■ REQUIRED WORK
1) In the write-up on the Axial evaluation tool, list every metric it names as something LLM evaluation tooling is good at.
2) Answer these from the write-up on the Axial evaluation tool:
(a) Which two tools does it call solid for tracing and scoring?
(b) What are the two stages of Axial's analysis pipeline?
(c) Past roughly how many traces does manual qualitative analysis stop scaling?
3) Write the next part of the write-up on the Axial evaluation tool, starting after its last sentence.

Axial: qualitative evals for LLM-as-a-Judge

The gap

LLM evaluation tooling is good at metrics. Pass/fail rates, latency, token cost, ROUGE scores. Langfuse and LangSmith are solid for tracing and scoring, but they operate on the assumption that you already know what to measure.

Most teams don't. Especially early. You're shipping prompts, watching outputs, and trying to understand why the model behaves the way it does, not just whether it passes a threshold.

Qualitative analysis of LLM outputs has no good tooling. Teams either skip it or do it by hand: sampling outputs, reading through them, trying to find patterns. It's slow, inconsistent, and doesn't scale past a few hundred traces.

Axial is the tool I designed to close that gap.

zoom

Marketing site — axial.dev

What it does

Axial runs a two-stage analysis pipeline on top of your existing trace data.

Open coding. A secondary LLM agent reads sampled outputs and extracts open codes: short descriptive labels for what's happening in each output. Not evaluations. Observations. "Model deflects with uncertainty language." "Response includes unsolicited caveats." "Factual claim made without hedging."

Axial clustering. Codes are embedded and clustered into higher-order theme families. "Uncertainty language," "over-hedging," and "deflection patterns" might all resolve into a single axis: model confidence calibration. That's the signal you actually care about.

■ DATASET
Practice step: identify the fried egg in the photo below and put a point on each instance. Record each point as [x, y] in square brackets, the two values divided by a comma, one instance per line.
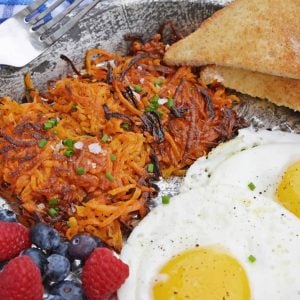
[215, 242]
[265, 161]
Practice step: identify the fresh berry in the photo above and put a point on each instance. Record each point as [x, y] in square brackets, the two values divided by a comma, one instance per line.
[38, 257]
[7, 215]
[54, 297]
[67, 290]
[44, 236]
[21, 280]
[62, 248]
[82, 245]
[58, 268]
[14, 238]
[103, 274]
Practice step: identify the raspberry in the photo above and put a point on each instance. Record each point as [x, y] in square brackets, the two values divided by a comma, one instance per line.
[14, 238]
[103, 274]
[21, 280]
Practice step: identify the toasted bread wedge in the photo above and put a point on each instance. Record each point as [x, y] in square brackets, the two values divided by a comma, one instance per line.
[279, 90]
[256, 35]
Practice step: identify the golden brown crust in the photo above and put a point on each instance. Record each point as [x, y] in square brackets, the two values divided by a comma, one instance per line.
[279, 90]
[258, 35]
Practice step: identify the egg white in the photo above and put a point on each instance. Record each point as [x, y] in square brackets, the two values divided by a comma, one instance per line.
[236, 220]
[259, 157]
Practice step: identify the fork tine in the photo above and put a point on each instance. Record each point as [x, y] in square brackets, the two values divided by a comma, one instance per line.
[57, 34]
[59, 17]
[31, 8]
[46, 12]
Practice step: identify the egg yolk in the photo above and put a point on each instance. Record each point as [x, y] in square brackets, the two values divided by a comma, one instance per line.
[202, 273]
[288, 191]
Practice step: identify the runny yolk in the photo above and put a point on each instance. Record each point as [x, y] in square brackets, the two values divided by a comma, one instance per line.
[288, 191]
[202, 274]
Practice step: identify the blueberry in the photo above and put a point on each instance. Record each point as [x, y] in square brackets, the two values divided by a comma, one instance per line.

■ RESPONSES TO THE EXERCISE
1)
Pass/fail rates
Latency
Token cost
ROUGE scores

2)
(a) Langfuse and LangSmith.
(b) Open coding and axial clustering.
(c) A few hundred.

3)
zoom

Cluster map — confidence calibration, 312 codes, 9 clusters

The design problem

The core tension: this is a research-grade analytical tool, but its users are product and ML teams who already live in Langfuse or LangSmith. It has to feel like a layer on top of what already exists, not a replacement.

That shaped every decision. The integration model is pull-based. Connect your workspace, configure a sampling rate, and Axial runs passively. No changes to your logging setup. No new SDKs. The first time you open a dashboard, you already have data.

The main view is a cluster map, not a table. Tables are for metrics. This is about pattern recognition, and spatial layout communicates proximity better than rows. Clusters that share thematic weight sit close. Outlier behaviors live at the edges.

Design decisions

No color for status. Every eval tool uses red/green for pass/fail. Axial doesn't make that judgment; it surfaces patterns and lets the team decide what's good or bad. Using color would imply a verdict the tool doesn't have. Everything is grayscale, with density and proximity doing the communicative work.

The coding agent is visible, not hidden. You can see exactly what the agent extracted and why. Codes are editable. Clusters can be manually merged or split. The AI is a starting point, not an oracle.

Sampling is a first-class concept. You can't run deep qualitative analysis on every trace; it's expensive and unnecessary. Axial makes sampling strategy explicit: stratified by output length, random, or seeded by judge score distribution. The sampling config is always visible so you know what you're looking at.

zoom

Code explorer + judge calibration — 1,847 codes, systematic drift analysis

zoom

Trace feed — per-trace codes, extracted labels, score comparison

Outcome

Axial is a concept I built out fully: product definition, design system, interface, and marketing site. The technical architecture is validated. Open coding via secondary LLM agent is well-established in qualitative research methodology, and the clustering approach maps cleanly onto existing embedding infrastructure.

The gap it addresses is real and getting more acute as teams build more complex LLM systems. Metrics tell you what happened. Axial tells you why.

This is a vision piece. The design is complete; the product is not built.